**Goal of the exercise:**
Only the lines running from the line with "Target: man in black jacket" to the end of the records below belong in the answer, each copied exactly.

**Records for the exercise:**
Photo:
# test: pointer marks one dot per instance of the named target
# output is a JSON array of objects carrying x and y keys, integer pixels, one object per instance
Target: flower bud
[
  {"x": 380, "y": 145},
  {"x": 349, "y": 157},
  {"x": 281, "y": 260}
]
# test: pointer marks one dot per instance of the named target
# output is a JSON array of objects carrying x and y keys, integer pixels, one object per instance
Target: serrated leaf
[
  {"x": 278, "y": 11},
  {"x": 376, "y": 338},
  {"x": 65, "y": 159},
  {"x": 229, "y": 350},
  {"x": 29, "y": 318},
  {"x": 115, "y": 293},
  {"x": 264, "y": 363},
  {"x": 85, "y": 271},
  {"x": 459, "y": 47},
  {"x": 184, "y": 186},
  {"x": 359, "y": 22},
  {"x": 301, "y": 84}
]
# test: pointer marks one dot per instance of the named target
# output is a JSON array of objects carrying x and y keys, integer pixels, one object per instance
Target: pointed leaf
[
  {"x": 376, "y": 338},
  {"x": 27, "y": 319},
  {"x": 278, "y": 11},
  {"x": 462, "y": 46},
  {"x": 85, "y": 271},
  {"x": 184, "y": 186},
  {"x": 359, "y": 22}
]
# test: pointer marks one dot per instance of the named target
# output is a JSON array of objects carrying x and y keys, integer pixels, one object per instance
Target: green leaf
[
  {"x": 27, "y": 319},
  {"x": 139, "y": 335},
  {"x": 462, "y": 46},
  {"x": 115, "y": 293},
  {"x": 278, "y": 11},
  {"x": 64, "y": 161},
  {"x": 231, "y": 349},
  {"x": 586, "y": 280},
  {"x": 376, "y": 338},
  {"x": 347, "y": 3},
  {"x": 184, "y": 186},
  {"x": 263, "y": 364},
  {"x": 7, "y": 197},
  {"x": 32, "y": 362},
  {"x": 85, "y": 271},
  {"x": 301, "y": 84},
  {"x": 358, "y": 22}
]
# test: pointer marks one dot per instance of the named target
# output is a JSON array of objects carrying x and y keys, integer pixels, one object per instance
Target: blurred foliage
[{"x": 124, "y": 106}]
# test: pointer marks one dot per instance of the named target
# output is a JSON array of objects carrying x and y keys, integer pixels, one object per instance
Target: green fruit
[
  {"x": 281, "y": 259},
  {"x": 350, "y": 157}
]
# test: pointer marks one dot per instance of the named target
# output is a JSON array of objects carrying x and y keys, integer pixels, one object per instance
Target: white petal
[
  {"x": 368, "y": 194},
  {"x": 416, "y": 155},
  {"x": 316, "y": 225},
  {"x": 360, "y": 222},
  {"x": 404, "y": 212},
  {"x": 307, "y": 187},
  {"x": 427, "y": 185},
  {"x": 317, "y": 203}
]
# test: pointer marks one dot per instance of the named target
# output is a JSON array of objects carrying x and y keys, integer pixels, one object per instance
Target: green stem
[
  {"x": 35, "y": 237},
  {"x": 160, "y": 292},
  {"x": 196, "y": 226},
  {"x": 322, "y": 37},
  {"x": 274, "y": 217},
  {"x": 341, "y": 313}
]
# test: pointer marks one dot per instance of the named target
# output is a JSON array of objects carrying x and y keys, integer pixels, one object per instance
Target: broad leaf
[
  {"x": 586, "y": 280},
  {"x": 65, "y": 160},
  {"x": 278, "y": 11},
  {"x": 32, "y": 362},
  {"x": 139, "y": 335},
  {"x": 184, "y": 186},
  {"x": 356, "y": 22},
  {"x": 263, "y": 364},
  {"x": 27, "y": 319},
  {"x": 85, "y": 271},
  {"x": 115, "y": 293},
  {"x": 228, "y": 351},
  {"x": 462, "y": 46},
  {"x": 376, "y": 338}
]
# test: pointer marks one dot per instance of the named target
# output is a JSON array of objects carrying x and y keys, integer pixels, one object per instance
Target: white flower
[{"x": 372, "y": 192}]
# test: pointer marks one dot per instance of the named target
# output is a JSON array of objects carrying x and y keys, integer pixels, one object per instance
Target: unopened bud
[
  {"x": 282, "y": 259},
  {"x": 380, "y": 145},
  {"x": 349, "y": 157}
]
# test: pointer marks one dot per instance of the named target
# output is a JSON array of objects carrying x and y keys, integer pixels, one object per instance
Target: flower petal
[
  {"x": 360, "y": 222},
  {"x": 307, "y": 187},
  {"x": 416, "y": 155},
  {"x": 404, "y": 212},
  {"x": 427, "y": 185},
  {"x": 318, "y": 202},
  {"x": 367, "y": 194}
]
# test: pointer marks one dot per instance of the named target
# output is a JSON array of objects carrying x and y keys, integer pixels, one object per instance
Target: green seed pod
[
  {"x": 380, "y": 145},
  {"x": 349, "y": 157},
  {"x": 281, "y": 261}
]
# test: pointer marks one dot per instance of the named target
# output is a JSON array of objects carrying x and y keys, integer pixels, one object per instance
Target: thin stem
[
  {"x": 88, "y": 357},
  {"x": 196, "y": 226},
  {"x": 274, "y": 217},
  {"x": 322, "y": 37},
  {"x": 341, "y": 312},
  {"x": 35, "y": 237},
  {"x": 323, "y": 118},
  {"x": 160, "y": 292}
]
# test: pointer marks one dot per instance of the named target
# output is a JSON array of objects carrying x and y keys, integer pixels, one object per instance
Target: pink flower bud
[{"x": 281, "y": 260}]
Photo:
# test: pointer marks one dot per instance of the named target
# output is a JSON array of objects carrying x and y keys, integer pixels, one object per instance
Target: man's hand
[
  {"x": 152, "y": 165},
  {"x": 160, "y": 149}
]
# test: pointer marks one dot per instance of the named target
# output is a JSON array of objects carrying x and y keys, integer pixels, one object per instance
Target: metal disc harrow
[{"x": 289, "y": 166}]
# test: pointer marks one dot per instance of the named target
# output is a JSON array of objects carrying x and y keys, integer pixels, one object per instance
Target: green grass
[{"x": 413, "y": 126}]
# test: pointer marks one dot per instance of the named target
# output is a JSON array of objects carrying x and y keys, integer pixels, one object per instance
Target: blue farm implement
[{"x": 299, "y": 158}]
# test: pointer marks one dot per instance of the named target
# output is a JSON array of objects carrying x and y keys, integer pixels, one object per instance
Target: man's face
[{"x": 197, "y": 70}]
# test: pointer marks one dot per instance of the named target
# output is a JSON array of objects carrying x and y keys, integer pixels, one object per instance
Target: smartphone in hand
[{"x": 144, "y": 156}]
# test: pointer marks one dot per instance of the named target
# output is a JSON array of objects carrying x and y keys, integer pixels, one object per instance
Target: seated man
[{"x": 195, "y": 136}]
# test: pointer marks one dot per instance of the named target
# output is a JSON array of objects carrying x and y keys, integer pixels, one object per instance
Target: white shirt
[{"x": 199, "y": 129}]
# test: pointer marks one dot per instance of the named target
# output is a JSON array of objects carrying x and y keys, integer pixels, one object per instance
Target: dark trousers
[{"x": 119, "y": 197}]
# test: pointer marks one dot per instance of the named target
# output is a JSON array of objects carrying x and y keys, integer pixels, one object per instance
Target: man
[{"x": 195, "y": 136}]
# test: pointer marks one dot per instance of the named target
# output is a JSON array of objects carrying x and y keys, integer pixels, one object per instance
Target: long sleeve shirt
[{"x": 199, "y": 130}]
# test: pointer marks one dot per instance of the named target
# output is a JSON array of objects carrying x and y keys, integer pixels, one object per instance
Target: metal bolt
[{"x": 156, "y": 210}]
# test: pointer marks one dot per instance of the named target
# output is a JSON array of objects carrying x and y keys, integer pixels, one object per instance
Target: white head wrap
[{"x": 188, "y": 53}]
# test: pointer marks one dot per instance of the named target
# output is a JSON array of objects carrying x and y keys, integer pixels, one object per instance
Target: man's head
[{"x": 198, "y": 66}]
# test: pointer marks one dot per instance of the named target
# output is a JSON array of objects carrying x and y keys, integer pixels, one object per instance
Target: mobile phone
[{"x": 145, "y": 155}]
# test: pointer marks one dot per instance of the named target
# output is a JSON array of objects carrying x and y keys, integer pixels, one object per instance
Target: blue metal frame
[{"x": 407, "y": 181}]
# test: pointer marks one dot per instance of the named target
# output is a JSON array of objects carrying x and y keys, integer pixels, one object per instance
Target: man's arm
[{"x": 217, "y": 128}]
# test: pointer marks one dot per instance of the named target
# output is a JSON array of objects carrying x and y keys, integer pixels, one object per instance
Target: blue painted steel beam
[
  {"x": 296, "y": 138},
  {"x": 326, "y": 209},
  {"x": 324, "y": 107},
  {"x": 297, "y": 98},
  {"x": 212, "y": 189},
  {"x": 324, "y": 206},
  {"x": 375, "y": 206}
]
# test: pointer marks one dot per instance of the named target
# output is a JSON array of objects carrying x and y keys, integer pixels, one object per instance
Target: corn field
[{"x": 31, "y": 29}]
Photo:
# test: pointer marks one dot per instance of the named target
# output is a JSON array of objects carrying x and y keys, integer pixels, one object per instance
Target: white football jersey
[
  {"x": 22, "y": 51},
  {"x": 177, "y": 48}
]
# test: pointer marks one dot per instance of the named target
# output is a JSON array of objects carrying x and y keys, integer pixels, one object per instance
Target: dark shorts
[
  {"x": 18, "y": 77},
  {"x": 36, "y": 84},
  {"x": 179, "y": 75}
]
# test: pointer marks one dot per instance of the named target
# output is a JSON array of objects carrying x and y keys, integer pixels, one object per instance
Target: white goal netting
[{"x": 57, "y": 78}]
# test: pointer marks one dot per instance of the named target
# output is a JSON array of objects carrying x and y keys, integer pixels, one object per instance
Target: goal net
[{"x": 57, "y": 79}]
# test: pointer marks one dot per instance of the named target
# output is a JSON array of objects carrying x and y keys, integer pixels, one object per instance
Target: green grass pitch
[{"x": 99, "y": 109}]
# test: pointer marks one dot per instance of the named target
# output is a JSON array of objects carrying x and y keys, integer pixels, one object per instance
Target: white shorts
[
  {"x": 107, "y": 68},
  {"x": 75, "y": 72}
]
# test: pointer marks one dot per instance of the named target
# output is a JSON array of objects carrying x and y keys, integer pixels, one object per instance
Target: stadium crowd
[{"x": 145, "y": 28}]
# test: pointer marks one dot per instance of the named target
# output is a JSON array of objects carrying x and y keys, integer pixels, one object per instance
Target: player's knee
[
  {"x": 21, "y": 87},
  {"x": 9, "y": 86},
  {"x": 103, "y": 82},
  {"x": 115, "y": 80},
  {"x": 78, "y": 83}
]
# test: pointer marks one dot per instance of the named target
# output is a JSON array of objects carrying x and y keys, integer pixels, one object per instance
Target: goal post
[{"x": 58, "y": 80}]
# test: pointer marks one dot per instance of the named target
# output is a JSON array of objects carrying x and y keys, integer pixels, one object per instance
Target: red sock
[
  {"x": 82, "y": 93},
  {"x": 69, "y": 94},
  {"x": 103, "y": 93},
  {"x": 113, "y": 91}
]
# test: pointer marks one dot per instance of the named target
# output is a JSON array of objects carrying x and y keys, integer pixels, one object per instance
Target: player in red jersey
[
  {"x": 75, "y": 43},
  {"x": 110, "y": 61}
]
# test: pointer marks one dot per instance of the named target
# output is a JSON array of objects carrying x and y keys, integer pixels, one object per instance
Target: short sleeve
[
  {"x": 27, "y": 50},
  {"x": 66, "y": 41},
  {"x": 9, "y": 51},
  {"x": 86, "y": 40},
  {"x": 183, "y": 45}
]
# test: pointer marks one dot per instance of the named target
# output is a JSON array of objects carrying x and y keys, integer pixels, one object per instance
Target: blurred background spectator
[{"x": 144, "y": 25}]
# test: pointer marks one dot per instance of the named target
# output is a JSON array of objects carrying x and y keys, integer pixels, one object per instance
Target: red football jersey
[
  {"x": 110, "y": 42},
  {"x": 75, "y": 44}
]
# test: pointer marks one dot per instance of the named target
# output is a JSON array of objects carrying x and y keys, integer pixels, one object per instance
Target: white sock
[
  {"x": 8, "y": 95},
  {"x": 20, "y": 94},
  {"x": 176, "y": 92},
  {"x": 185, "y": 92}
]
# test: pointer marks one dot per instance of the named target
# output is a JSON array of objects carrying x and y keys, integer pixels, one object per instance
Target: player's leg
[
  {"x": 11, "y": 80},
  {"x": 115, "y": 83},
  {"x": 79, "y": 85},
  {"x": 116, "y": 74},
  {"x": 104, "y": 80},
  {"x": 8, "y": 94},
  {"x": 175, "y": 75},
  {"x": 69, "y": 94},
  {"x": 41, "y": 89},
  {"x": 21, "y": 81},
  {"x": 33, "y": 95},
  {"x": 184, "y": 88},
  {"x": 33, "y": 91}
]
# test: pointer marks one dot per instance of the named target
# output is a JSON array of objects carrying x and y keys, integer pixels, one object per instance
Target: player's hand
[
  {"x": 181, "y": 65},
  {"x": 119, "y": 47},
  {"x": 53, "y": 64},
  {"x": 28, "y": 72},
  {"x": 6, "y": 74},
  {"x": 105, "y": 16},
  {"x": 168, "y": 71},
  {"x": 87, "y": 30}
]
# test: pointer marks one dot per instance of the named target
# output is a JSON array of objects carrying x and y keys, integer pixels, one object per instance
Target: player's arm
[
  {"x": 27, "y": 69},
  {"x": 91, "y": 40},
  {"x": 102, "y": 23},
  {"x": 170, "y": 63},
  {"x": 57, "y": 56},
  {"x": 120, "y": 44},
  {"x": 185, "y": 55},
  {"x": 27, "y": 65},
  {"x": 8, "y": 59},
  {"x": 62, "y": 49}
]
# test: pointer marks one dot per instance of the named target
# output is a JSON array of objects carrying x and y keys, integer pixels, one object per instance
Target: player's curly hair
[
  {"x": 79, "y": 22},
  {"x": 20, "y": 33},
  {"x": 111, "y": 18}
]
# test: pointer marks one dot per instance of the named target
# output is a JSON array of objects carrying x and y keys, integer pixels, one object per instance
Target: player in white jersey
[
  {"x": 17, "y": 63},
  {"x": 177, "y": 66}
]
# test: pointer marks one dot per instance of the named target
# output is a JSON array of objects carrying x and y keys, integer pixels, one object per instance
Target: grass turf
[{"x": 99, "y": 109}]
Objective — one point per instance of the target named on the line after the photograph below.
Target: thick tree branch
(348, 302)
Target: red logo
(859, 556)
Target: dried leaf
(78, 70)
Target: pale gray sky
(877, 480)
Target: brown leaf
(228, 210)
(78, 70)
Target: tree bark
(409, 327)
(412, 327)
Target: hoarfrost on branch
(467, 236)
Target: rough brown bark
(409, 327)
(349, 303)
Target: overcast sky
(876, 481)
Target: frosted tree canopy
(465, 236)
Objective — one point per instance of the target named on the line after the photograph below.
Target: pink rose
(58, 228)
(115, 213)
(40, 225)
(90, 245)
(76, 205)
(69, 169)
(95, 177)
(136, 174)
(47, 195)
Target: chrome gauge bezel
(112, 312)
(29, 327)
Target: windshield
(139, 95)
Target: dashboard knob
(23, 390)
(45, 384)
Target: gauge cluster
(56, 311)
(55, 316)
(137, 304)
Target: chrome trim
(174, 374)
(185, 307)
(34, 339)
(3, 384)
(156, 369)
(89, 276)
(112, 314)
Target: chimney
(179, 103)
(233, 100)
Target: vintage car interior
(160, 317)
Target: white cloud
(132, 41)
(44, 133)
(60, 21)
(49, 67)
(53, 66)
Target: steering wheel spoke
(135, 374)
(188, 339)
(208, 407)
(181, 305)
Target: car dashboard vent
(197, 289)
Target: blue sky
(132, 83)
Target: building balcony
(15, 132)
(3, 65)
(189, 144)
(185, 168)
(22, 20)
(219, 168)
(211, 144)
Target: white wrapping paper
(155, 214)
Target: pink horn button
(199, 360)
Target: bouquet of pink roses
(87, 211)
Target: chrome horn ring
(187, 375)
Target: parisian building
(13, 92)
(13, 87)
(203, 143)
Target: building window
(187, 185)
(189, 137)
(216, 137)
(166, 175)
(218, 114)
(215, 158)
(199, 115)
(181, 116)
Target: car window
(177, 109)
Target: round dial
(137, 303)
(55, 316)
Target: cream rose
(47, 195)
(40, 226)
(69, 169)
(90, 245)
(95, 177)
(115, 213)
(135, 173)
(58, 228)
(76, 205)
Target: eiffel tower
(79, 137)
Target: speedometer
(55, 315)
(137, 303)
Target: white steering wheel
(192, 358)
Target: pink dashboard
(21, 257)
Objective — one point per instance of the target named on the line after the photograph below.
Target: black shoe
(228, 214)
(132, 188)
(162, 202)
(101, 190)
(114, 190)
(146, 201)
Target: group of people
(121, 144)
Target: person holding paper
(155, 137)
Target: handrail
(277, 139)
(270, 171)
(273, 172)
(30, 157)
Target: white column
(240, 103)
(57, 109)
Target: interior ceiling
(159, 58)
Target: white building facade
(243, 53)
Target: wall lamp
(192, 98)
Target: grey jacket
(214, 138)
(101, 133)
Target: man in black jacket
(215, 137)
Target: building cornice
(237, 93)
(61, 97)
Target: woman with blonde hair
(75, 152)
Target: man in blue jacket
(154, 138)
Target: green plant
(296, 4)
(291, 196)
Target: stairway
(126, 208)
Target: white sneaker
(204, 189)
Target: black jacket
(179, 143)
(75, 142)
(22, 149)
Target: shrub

**Exercise output:**
Target: man in black jacket
(215, 137)
Target: building cornice
(237, 93)
(61, 97)
Target: woman with blonde hair
(75, 152)
Target: man in blue jacket
(154, 138)
Target: green plant
(296, 4)
(291, 196)
Target: stairway
(126, 208)
Target: white sneaker
(204, 189)
Target: black jacket
(179, 143)
(75, 142)
(22, 149)
Target: shrub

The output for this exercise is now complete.